Romania’s entry to the international feature film category — a dark tale of hospital corruption — must also be a contender for best documentary.
Selected as Romania’s candidate for the international feature film Oscar, Alexander Nanau’s Collective has been hailed as an exemplary piece of investigative journalism. Nanau uncovers corruption, fraud and incompetence in Romania’s health service and at the highest levels of government in exploring the aftermath of a 2015 fire at a Bucharest nightclub that resulted in 64 deaths (most in the aftermath of the event).
In the wake of the tragedy, protesters took to the streets in the biggest demonstrations the country had seen since the Romanian Revolution of 1989, when dictator Nicolae Ceausescu was toppled. “I was always waiting for the ’68 of Eastern Europe… I thought, ‘Okay, something is happening,’” says Nanau, recalling the “first spark” behind Collective, which is shot in an observational style, without interviews or voiceovers. “There is a young generation claiming back their society from this post-communist, corrupt political class.”

### What this exercise asks
1 - Reproduce the passage about the film Collective word for word, covering everything from "Selected as Romania’s" down to "of the event).".
2 - According to the passage about the film Collective, how many deaths resulted from the 2015 fire at the Bucharest nightclub?
The entries have no connection to the passage about the film Collective.

[Stored data entries]

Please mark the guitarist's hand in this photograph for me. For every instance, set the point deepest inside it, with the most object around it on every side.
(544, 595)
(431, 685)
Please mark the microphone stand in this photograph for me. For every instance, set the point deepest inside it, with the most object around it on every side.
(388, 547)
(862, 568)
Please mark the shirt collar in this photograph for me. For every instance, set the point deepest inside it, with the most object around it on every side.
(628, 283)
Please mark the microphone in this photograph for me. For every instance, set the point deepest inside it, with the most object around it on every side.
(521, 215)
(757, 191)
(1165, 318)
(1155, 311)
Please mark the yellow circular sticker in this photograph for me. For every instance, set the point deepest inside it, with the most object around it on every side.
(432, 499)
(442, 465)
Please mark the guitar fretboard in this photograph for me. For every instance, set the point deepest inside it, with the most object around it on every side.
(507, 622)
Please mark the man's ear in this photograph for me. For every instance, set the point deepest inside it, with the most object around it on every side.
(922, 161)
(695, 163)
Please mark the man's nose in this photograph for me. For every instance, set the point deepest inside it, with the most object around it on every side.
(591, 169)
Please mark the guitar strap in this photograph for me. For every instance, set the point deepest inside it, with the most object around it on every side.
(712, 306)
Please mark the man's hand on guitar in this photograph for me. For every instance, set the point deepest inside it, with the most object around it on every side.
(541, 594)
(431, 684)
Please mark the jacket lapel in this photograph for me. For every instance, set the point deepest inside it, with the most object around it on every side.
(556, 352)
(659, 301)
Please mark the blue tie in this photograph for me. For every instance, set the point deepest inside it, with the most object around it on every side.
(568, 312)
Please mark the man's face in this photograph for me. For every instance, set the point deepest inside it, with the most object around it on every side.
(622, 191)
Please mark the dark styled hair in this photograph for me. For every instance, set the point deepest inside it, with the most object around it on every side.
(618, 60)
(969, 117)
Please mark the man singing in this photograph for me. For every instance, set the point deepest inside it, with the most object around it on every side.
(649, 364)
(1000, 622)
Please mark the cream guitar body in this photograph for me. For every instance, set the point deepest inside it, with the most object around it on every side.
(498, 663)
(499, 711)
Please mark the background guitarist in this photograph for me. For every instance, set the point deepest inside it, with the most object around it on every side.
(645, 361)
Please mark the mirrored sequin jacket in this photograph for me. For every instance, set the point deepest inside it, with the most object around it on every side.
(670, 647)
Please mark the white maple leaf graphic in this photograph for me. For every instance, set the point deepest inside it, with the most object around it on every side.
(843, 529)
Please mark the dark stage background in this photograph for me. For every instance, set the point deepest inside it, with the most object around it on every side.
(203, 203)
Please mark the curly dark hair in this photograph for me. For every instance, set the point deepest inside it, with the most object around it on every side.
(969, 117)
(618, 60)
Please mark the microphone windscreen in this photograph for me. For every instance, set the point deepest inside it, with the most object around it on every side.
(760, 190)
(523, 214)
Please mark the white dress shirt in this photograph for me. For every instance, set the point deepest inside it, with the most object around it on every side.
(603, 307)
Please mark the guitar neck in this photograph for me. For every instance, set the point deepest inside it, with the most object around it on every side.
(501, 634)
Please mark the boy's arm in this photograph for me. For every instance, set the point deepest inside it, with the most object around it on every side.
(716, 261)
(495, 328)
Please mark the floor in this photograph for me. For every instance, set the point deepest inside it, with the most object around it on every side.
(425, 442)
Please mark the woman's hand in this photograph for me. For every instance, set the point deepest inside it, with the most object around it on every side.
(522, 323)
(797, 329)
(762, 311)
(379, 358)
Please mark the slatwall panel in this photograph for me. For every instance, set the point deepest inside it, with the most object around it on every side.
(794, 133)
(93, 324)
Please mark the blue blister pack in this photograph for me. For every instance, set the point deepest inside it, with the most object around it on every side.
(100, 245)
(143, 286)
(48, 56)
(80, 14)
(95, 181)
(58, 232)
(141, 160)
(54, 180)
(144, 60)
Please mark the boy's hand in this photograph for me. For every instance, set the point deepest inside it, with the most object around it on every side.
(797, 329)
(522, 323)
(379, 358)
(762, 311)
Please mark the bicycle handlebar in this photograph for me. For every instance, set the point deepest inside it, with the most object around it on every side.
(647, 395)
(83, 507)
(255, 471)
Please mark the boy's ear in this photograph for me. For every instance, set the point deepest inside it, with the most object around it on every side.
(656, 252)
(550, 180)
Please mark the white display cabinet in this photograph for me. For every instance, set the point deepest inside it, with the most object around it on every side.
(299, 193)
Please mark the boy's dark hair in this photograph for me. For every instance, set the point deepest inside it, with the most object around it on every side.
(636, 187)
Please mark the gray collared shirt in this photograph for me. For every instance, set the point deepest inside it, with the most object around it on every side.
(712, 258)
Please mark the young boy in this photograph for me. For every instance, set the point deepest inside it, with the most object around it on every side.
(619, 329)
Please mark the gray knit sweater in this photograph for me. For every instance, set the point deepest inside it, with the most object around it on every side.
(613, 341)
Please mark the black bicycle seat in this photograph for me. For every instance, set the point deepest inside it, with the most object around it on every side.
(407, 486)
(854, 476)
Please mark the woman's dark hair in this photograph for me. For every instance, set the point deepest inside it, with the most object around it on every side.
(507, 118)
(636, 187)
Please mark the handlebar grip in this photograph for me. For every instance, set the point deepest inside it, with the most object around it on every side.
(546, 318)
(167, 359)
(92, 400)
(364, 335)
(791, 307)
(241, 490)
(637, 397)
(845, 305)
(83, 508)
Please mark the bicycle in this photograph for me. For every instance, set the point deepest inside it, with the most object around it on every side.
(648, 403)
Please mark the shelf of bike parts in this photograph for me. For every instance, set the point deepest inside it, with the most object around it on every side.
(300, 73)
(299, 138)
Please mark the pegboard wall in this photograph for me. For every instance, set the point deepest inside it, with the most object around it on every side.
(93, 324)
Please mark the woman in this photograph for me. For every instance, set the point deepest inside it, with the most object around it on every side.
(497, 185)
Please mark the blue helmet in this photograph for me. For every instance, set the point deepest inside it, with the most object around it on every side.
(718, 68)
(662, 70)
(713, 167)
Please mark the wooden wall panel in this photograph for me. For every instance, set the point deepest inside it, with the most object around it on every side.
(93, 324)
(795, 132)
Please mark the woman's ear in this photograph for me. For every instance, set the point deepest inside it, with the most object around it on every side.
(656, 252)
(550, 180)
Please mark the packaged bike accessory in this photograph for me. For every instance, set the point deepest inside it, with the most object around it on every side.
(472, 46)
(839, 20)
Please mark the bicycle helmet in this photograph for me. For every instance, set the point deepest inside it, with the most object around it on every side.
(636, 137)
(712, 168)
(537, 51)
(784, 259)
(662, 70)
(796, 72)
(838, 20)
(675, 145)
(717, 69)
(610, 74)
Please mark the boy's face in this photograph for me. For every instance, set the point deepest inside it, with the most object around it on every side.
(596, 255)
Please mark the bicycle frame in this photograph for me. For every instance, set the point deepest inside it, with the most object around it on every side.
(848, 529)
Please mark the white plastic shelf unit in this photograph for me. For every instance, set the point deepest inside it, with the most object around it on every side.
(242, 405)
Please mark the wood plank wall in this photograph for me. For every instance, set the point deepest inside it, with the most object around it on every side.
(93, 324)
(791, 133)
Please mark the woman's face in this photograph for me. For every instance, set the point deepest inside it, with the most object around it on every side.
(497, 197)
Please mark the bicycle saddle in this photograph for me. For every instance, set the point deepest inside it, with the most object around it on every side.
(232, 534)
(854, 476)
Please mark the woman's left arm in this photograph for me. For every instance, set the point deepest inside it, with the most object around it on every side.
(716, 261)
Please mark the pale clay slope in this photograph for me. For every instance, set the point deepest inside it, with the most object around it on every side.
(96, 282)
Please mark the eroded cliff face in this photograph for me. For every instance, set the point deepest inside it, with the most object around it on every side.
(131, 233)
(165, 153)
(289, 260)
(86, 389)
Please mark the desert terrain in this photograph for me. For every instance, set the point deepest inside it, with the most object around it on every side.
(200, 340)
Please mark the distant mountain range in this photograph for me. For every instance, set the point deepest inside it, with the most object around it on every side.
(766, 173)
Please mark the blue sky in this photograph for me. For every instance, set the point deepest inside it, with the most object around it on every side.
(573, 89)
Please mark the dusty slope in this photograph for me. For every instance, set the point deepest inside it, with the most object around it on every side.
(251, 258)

### Written responses
1 -
Selected as Romania’s candidate for the international feature film Oscar, Alexander Nanau’s Collective has been hailed as an exemplary piece of investigative journalism. Nanau uncovers corruption, fraud and incompetence in Romania’s health service and at the highest levels of government in exploring the aftermath of a 2015 fire at a Bucharest nightclub that resulted in 64 deaths (most in the aftermath of the event).

2 - 64